═══ RECORDS FOR THE TASK
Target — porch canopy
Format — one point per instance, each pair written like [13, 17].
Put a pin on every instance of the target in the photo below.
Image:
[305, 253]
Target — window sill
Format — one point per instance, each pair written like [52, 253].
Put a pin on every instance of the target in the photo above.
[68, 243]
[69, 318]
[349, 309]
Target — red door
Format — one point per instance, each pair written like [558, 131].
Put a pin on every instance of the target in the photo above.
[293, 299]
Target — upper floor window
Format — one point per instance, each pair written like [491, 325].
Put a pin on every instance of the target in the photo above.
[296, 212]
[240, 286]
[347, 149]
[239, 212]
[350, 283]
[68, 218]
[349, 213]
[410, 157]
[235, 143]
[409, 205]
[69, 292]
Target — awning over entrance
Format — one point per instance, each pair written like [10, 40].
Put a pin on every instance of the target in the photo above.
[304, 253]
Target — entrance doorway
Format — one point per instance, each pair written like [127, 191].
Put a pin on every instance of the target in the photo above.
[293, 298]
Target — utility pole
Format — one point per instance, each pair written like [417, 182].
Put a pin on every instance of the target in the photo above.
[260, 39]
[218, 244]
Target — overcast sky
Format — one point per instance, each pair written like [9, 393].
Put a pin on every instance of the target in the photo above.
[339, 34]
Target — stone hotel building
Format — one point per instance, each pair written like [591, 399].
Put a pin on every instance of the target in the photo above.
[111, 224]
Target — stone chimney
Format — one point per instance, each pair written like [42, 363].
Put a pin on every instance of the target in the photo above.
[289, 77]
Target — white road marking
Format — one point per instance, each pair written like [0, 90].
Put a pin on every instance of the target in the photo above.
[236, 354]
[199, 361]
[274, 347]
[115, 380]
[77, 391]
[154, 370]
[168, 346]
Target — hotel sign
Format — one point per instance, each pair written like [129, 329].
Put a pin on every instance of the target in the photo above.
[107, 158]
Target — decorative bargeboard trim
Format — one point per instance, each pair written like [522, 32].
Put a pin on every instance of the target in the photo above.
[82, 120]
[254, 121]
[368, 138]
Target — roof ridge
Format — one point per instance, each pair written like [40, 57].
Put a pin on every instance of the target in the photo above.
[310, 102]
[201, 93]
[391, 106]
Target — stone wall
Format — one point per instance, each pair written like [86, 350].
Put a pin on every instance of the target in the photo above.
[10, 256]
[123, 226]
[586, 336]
══════
## EXERCISE TASK:
Rewrite every one of the records above, swapping "Put a pin on" for "Mark" wherever it occurs and changing nothing else.

## TASK RESPONSE:
Target — porch canopy
Format — one point per instance, each pair written like [13, 17].
Mark every instance of the target in the photo below.
Image:
[305, 253]
Target — window sill
Format — one point per instance, each pair written like [52, 253].
Mark every instance of the target in the photo above.
[68, 243]
[69, 318]
[349, 309]
Target — red door
Format — one point per instance, each pair written like [558, 131].
Mark every instance of the target in the photo above.
[293, 299]
Target — upper floor window
Format — one point per instance, each pair written like [491, 325].
Mark every instance of the target in the photo above.
[296, 212]
[240, 286]
[347, 149]
[239, 212]
[350, 283]
[68, 218]
[349, 213]
[410, 157]
[235, 143]
[409, 205]
[69, 292]
Target — awning over entrance
Format — one point per instance, each pair written like [10, 40].
Mark every instance of the target in the photo above.
[304, 253]
Target — entrance doorway
Format — one point per instance, each pair written like [127, 191].
Mark every instance of the target in the photo above.
[293, 298]
Target — utility pole
Format — one point per instance, each pair written like [417, 182].
Mark every instance of the target in the photo above.
[260, 39]
[218, 244]
Target — overcast sky
Format — one point per instance, each pair written like [9, 393].
Mark every instance of the target in the photo above.
[339, 34]
Target — stone hotel building
Format — one point per instance, each pair written like [591, 399].
Mark every instance of the target in the photo above.
[111, 224]
Target — stone chimney
Format — one point per instance, each pair written like [42, 363].
Mark every instance of the target in the photo above.
[289, 77]
Target — white road marking
Format — one point per instance, each pair written like [0, 90].
Mark every instance of the target in the photo above.
[236, 354]
[199, 361]
[274, 347]
[115, 380]
[77, 391]
[154, 370]
[168, 346]
Target — hotel sign
Format — one point per instance, each pair written like [129, 329].
Mark every instance of the target in the photo above.
[107, 158]
Target — decorative bargeboard trim
Format — one point per instance, each pair written like [522, 32].
Mark every instance of the target in the photo above.
[82, 120]
[254, 121]
[368, 138]
Target — roof ridge
Format — one point per instance, each pair written like [40, 57].
Mark every instance of the target in the photo above.
[310, 102]
[201, 93]
[391, 106]
Target — stone wall
Format — one point per instance, each pair written like [86, 350].
Mark every instance of the target in the photo above.
[10, 256]
[123, 226]
[586, 336]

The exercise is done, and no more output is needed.